_INPUT MATERIAL_.
══════
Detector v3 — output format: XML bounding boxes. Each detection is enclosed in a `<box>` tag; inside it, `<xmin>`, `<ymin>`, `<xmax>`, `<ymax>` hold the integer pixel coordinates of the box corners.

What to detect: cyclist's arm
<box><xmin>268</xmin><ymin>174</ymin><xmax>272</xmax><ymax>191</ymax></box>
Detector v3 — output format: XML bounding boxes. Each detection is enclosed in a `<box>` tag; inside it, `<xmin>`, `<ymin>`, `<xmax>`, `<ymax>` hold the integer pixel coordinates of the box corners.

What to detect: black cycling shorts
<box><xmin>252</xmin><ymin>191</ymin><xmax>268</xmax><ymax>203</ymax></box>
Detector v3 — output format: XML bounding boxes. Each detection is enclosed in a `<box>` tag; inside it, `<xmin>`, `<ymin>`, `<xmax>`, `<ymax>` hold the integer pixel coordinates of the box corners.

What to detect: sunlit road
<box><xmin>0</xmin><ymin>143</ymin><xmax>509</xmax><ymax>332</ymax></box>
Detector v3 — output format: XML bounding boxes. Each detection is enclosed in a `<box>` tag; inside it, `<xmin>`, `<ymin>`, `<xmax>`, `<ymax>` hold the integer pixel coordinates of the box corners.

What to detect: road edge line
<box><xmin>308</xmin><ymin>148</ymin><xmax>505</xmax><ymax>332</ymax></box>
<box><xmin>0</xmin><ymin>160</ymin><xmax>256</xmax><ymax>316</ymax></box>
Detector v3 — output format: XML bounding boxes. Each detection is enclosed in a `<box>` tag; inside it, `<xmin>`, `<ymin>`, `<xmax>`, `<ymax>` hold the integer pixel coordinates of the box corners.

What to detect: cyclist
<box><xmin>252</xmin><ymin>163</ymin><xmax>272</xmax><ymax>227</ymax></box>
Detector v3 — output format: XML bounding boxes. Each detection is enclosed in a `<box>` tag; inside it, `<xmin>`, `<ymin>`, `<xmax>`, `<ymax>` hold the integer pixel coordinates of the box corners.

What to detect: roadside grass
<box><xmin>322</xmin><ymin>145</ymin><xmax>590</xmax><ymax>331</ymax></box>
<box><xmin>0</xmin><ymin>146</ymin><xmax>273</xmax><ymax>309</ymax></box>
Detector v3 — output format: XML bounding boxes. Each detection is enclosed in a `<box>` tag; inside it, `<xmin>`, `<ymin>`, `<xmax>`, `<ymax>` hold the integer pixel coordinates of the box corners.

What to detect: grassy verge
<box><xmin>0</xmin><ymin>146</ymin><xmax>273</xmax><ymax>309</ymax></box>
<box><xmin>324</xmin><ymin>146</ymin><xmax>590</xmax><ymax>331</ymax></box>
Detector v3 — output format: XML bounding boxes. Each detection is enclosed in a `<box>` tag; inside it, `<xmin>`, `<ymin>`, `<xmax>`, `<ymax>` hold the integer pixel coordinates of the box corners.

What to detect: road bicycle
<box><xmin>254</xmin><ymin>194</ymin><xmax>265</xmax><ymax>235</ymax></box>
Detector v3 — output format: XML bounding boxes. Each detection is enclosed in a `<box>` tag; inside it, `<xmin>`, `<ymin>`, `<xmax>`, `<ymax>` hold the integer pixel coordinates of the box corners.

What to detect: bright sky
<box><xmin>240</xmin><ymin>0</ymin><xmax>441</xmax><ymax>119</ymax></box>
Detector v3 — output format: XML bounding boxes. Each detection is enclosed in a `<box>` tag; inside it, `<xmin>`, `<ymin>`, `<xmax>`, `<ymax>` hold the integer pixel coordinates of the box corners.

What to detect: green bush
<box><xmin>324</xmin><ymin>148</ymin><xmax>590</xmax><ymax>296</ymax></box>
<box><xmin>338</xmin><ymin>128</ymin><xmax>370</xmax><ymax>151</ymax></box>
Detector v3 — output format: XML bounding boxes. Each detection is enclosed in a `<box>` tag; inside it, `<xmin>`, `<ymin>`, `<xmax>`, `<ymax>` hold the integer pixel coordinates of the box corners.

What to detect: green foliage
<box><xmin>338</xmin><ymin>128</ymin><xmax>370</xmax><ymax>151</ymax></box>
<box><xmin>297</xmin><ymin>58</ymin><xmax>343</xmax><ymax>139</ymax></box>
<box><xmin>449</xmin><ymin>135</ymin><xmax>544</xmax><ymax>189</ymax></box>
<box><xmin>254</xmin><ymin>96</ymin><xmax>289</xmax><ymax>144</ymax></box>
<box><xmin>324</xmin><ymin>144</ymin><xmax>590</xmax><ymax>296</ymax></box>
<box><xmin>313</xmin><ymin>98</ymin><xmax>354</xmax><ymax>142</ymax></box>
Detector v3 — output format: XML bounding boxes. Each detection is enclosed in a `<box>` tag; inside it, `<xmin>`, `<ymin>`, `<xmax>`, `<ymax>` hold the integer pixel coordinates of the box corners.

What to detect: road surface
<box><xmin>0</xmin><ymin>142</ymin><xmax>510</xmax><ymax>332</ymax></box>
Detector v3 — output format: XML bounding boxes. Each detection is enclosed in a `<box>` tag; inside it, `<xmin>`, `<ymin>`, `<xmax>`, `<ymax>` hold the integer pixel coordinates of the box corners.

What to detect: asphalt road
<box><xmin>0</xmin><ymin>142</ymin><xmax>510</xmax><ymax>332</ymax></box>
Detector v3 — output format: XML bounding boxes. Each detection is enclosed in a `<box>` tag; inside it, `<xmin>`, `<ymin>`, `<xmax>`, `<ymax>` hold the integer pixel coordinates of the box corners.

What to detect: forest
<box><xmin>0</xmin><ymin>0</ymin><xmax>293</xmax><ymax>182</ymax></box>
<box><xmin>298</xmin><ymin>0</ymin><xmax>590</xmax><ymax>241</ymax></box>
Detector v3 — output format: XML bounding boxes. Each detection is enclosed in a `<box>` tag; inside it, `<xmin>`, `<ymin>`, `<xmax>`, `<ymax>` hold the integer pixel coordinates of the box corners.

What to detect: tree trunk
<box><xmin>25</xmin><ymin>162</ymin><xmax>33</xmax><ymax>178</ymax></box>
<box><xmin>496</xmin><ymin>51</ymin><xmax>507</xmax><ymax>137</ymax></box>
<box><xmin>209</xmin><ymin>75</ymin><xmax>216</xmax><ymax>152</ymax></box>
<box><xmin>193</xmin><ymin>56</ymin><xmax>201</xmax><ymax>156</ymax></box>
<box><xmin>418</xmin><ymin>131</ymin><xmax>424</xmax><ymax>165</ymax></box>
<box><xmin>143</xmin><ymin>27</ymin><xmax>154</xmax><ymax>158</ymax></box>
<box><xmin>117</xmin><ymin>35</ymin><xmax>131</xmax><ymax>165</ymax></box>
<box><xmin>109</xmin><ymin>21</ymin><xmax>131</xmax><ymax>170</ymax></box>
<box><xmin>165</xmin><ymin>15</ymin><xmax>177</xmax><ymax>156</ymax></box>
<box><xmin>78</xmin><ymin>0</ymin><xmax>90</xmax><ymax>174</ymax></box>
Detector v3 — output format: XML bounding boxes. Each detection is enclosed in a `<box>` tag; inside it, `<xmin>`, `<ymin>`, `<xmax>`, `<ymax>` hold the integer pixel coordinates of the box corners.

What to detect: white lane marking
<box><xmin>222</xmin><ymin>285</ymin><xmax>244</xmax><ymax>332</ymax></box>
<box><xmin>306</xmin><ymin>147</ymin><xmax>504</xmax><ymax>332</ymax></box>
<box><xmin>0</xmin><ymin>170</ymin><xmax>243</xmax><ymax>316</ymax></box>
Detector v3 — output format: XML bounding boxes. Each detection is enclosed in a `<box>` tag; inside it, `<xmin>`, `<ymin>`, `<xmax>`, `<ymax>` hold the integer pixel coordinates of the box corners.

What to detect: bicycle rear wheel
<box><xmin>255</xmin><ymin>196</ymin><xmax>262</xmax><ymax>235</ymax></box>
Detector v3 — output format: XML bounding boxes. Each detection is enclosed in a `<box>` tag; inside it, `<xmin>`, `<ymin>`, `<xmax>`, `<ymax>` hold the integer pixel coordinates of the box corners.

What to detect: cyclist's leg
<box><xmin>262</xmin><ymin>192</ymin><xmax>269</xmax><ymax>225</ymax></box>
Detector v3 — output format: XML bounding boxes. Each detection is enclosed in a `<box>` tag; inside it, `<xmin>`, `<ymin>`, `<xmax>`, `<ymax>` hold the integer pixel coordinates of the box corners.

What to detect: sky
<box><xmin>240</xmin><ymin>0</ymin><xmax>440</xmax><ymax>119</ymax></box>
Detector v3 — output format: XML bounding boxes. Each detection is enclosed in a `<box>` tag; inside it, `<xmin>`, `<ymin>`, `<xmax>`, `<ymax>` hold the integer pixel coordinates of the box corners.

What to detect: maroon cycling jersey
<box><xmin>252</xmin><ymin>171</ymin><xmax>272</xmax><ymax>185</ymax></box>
══════
_THE REQUEST_. Please tally the lines of the items above that contain the word "cyclist" and give only that number.

_THE RESPONSE_. 3